§ **AUSGEWÄHLTER TEXT**:
_ _ _
Belén Garijo wird Chefin beim Pharmakonzern Merck |
Seit 2011 bei Merck, übernimmt Belén Garijo nun zum 1. Mai die Konzernleitung. / Foto: picture alliance/KEYSTONE
Das mehr als 350 Jahre alte Pharma- und Chemieunternehmen aus Darmstadt beruft mit der Spanierin Belén Garijo als erster Dax-Konzern eine Frau allein nach ganz oben. Garijo, die bis zuletzt die Pharma-Sparte bei Merck leitete, löst zum 1. Mai Stefan Oschmann ab, der dem Konzern seit April 2016 vorstand. Zuletzt hatte der Softwarekonzern SAP mit Jennifer Morgan und Christian Klein eine Doppelspitze, doch Morgan musste den Posten nach kurzer Zeit räumen.
Garijo, 1960 in der spanischen Kleinstadt Almansa geboren, soll den Familienkonzern mit weltweit gut 58.000 Mitarbeitern auf Wachstumskurs halten. Das Unternehmen ist außergewöhnlich breit aufgestellt: Merck vertreibt Arzneimittel gegen Krebs, Unfruchtbarkeit und Diabetes ebenso wie Laborausrüstung für Forscher, Lacke für Autos und Pigmente für Kosmetik sowie Flüssigkristalle für Smartphone- und TV-Displays.
In der Corona-Krise beliefert das Unternehmen mehr als 50 Impfstoffentwickler weltweit mit Laborbedarf wie Einwegmaterialien oder Filtern. Dem Mainzer Impfstoffhersteller Biontech stellt Merck Lipide bereit, die den mRNA-Botenstoff beim Transport in den Körper umhüllen. Hierbei drückt Garijo aufs Tempo: Am heutigen Donnerstag wurde bekannt, dass Merck die Lipide-Produktion ausgedehnt hat. «Wir haben bereits im zweiten Quartal Aufträge vorgezogen und werden in der zweiten Jahreshälfte unsere Lieferungen weiter ausbauen, um den hohen Bedarf an dringend benötigten Lipiden für Biontech und unsere anderen Kunden zu decken», sagte Garijo der Deutschen Presse-Agentur dpa. Merck habe seine Lipide-Produktion am Stammsitz Darmstadt und in Schaffhausen (Schweiz) erheblich ausgebaut. Merck und Biontech hatten die vertiefte Partnerschaft im Februar bekannt gegeben. Zu den wenigen anderen Firmen, die ebenfalls Lipide an Biontech liefern, zählt der Spezialchemiekonzern Evonik.
_ _ _
§ **BEREITGESTELLTES MATERIAL**:
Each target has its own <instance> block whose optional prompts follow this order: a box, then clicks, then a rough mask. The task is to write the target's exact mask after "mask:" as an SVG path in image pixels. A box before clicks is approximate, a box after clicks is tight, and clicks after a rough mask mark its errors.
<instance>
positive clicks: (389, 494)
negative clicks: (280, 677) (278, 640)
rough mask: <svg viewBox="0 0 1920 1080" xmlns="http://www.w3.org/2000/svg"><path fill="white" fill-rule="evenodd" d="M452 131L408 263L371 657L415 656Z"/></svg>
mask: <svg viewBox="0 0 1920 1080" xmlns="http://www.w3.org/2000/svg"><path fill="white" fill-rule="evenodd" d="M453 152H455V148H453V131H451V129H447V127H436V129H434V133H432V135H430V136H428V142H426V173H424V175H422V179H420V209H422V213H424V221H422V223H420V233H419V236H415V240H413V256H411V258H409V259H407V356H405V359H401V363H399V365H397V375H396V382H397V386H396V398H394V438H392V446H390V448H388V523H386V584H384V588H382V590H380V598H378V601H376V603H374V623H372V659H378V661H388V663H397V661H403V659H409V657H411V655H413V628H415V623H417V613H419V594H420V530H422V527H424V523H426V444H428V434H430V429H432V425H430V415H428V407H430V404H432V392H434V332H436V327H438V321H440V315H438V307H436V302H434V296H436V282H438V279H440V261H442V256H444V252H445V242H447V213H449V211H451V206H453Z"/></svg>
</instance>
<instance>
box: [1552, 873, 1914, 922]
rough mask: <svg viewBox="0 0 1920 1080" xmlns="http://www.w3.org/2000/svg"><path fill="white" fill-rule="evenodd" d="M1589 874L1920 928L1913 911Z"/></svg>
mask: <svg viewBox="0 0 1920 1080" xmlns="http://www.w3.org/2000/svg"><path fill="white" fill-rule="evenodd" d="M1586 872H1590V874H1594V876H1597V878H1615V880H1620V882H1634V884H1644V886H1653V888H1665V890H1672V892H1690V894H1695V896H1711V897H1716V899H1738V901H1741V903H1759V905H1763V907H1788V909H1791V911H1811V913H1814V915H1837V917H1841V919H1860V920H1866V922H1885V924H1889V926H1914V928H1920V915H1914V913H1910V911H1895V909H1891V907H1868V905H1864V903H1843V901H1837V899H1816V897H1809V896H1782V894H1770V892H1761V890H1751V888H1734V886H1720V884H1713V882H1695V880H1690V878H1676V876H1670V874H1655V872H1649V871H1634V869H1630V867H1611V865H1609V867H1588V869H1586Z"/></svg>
_ _ _
§ **AUFGABEN**:
(A) Wo wurde Belén Garijo laut dem Artikel über Merck geboren?
(B) Gib die Passage aus dem Artikel über Merck von „Belén Garijo wird“ bis einschließlich „kurzer Zeit räumen.“ wortgetreu wieder.
Die Einträge sind hierfür ohne Belang.

§ **SCHRIFTLICHE ANTWORTEN**:
(A) In der spanischen Kleinstadt Almansa.

(B)
Belén Garijo wird Chefin beim Pharmakonzern Merck |
Seit 2011 bei Merck, übernimmt Belén Garijo nun zum 1. Mai die Konzernleitung. / Foto: picture alliance/KEYSTONE
Das mehr als 350 Jahre alte Pharma- und Chemieunternehmen aus Darmstadt beruft mit der Spanierin Belén Garijo als erster Dax-Konzern eine Frau allein nach ganz oben. Garijo, die bis zuletzt die Pharma-Sparte bei Merck leitete, löst zum 1. Mai Stefan Oschmann ab, der dem Konzern seit April 2016 vorstand. Zuletzt hatte der Softwarekonzern SAP mit Jennifer Morgan und Christian Klein eine Doppelspitze, doch Morgan musste den Posten nach kurzer Zeit räumen.